Task to carry out:
Output the following data exactly as it appears, line for line.

(Position annotation records)
^^^^^^^^^^^^^^^^

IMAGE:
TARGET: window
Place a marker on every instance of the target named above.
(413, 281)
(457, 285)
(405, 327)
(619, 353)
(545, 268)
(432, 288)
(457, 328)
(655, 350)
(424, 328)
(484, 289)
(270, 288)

^^^^^^^^^^^^^^^^

Response for this exercise:
IMAGE:
TARGET: window
Place a marker on every instance of the target named above.
(413, 281)
(457, 285)
(405, 327)
(619, 353)
(545, 268)
(432, 288)
(457, 328)
(655, 350)
(424, 328)
(484, 289)
(270, 288)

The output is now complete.